EXERCISE DESCRIPTION:
Read through the material below and find each line that has the word "photo"; copy it.

* * * * *

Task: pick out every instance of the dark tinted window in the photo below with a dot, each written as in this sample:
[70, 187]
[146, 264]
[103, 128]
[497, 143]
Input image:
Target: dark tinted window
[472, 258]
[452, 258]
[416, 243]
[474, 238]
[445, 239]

* * * * *

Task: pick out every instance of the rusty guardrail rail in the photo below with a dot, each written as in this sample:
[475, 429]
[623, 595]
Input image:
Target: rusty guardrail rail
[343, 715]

* * * * *

ANSWER TO THE EXERCISE:
Task: pick out every instance of the dark tinted window in the photo below with a dot, each written as in this sample:
Task: pick out every instance of the rusty guardrail rail in the photo below with a dot, each written as in this sample:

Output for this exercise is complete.